→ **TO BE DONE**: Would it be possible to quote, exactly and in full, the lines from the one with "Each instance receives one keypoint. Mark the rustic" through the end of the entries below?

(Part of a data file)
◆ ◆ ◆ ◆ ◆ ◆ ◆
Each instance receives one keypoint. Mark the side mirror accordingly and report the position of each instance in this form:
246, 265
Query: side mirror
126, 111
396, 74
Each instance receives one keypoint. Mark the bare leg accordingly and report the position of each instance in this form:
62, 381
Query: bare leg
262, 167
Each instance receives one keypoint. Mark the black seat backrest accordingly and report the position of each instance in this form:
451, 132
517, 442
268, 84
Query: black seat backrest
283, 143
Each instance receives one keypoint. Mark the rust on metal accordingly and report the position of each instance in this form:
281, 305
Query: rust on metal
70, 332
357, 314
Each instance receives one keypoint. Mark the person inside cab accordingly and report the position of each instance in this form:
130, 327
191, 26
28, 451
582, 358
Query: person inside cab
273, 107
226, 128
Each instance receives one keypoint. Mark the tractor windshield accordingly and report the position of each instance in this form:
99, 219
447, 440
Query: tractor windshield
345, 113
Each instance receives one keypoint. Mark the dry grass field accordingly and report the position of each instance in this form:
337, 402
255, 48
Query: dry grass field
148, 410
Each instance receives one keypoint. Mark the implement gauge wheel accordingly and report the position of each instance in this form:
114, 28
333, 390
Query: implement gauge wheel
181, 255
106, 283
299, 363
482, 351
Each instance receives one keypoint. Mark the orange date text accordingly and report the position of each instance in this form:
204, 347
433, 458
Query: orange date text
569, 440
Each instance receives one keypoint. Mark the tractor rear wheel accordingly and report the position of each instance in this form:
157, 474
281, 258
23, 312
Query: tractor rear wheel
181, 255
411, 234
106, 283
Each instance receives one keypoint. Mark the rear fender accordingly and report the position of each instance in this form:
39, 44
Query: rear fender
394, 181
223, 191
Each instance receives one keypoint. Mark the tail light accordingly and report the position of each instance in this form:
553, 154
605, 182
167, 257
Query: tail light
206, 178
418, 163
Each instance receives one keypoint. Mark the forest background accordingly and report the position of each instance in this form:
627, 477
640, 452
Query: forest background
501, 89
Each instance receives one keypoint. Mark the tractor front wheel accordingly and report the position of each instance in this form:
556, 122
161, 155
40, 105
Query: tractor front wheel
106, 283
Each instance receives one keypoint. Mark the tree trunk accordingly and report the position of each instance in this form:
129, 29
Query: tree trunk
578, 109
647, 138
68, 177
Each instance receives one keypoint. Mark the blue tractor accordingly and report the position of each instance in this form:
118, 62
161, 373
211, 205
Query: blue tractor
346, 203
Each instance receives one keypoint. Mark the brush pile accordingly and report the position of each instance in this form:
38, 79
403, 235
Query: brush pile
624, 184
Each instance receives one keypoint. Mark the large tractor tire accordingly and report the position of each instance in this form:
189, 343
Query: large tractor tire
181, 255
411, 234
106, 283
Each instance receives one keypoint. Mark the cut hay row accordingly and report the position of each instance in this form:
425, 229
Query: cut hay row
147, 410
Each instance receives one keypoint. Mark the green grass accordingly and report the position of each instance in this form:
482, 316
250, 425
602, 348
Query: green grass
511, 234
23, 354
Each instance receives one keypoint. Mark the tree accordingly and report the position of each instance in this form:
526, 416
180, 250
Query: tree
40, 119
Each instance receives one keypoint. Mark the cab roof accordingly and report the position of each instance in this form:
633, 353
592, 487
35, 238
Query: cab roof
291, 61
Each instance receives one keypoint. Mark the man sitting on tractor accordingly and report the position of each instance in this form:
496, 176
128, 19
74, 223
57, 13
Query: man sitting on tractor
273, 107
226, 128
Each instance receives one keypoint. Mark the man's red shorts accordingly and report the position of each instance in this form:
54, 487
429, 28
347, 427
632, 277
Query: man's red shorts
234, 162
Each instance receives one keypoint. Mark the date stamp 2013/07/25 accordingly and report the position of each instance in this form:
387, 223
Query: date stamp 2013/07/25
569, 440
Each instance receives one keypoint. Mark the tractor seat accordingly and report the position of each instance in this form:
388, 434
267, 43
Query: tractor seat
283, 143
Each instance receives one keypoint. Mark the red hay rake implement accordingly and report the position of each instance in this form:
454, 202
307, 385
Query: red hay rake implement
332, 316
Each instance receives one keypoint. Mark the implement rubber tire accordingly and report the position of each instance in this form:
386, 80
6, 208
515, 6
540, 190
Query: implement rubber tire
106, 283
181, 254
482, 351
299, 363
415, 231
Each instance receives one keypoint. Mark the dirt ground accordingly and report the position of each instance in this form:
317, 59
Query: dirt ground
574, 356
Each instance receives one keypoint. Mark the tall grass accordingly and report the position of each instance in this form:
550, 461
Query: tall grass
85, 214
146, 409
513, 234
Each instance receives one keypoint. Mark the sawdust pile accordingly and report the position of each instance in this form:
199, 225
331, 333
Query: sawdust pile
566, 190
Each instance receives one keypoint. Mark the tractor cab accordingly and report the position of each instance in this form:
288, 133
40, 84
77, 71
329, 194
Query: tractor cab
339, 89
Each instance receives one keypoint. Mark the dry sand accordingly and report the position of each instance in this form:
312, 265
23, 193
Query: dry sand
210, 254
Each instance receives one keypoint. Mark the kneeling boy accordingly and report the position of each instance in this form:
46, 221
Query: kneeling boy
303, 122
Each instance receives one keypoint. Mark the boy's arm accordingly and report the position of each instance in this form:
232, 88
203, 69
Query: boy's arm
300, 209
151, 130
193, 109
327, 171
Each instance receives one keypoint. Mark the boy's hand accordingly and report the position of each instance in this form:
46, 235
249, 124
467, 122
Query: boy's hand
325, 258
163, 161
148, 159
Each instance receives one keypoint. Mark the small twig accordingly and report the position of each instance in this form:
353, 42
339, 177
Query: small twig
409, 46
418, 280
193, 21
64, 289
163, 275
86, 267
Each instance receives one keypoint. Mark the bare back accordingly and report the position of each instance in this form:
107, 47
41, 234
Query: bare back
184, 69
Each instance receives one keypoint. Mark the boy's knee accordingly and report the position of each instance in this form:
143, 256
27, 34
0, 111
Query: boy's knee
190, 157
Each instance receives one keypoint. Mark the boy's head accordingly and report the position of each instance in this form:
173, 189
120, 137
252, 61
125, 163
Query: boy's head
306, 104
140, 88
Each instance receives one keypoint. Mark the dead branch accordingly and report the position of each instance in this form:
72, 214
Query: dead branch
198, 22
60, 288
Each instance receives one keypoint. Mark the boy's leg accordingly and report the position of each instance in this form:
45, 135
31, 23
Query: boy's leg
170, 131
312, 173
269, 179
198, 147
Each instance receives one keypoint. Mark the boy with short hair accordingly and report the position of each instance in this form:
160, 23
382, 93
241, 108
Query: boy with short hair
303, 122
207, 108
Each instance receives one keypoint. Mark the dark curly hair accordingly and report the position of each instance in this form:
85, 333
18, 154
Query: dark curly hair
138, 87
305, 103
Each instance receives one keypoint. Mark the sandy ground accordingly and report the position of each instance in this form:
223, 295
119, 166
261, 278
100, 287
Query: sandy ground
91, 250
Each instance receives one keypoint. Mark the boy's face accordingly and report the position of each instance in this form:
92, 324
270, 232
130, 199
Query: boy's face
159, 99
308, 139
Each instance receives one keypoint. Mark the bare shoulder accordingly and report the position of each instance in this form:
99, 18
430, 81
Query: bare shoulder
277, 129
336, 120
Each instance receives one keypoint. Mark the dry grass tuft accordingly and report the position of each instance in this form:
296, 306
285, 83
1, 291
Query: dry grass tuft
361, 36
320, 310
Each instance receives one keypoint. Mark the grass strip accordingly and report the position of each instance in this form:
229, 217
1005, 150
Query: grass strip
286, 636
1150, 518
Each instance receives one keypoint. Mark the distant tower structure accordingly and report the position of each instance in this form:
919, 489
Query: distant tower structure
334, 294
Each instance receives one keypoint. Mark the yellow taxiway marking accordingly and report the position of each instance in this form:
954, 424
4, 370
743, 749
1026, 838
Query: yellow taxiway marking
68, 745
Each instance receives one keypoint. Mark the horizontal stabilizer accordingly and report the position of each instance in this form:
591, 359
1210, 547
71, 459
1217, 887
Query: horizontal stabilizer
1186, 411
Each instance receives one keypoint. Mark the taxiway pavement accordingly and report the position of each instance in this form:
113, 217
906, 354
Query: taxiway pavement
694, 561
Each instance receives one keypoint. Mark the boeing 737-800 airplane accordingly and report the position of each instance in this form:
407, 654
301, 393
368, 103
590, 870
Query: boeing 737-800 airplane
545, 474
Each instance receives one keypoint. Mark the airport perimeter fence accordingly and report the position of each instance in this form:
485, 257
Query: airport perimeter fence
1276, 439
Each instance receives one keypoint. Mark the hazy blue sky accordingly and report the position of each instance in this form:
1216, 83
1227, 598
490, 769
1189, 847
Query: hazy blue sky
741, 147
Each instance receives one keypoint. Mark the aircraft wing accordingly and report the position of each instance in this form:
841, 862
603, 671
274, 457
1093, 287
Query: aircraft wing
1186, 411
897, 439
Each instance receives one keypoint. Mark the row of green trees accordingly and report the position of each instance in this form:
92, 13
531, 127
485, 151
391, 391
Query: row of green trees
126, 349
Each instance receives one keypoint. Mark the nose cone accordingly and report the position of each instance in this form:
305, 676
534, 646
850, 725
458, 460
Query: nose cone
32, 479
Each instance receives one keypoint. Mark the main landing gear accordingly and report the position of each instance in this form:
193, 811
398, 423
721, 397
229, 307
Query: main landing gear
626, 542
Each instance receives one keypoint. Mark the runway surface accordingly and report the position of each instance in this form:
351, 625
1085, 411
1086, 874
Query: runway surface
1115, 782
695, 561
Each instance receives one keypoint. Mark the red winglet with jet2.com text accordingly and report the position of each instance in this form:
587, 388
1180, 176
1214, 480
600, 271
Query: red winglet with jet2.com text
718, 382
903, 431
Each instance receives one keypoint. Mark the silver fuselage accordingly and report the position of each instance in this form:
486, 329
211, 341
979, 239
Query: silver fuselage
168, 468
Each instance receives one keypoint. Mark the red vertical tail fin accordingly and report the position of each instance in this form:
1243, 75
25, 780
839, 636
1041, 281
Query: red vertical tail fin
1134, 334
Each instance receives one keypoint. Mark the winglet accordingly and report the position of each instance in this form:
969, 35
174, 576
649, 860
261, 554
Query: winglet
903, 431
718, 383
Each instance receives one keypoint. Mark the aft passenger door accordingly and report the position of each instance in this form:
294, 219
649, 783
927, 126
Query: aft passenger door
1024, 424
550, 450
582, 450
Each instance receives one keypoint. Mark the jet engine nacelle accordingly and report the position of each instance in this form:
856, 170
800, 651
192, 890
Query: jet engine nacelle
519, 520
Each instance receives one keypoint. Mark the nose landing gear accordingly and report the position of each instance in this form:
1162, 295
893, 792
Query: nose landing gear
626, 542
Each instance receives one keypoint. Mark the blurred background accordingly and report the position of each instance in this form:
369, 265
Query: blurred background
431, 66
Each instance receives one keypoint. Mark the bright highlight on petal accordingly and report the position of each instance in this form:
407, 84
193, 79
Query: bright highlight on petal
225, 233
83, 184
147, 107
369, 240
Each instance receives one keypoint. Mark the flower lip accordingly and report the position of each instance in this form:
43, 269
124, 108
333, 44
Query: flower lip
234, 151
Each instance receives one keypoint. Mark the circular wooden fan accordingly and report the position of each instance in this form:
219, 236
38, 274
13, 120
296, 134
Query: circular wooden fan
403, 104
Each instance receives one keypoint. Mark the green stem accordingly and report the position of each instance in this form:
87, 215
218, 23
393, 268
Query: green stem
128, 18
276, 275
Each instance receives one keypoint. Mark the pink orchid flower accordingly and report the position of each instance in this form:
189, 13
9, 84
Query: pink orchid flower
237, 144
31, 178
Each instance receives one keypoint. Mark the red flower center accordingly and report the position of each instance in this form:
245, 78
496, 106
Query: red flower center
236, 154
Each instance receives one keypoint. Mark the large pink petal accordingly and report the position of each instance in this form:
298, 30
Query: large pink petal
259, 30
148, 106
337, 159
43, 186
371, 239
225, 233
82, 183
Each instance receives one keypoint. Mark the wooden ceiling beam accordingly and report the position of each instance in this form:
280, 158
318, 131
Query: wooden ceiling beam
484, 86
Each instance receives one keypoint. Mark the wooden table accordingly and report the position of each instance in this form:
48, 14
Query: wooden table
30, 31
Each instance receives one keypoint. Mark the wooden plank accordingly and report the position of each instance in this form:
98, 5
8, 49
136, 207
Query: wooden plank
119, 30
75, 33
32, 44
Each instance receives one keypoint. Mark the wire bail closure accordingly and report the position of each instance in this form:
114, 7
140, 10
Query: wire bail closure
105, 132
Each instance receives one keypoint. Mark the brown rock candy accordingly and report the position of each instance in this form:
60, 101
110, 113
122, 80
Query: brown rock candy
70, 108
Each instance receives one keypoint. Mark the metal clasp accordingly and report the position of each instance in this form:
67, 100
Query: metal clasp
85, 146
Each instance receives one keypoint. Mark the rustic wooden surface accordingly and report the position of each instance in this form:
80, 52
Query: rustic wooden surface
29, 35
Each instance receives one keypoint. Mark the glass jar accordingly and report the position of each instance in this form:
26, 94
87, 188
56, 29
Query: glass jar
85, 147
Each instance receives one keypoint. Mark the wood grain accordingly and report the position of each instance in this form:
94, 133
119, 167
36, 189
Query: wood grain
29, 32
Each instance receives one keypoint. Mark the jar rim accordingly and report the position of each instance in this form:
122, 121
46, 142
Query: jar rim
◆ ◆ ◆ ◆ ◆ ◆ ◆
→ **CORRECT ANSWER**:
Each instance receives one keypoint. Mark the rustic wooden surface accordingly and report the position of each instance in this form:
80, 52
Query: rustic wooden surface
29, 35
Each instance receives one keypoint. Mark the glass jar accordingly and report the position of each instance in this form:
26, 94
87, 188
56, 29
Query: glass jar
85, 147
Each instance receives one keypoint. Mark the wood grain accordingly and report the position of each instance in this form:
94, 133
119, 167
36, 189
Query: wood grain
29, 32
Each instance receives one keypoint. Mark the jar rim accordingly and report the position of each instance in this form:
122, 121
46, 142
Query: jar rim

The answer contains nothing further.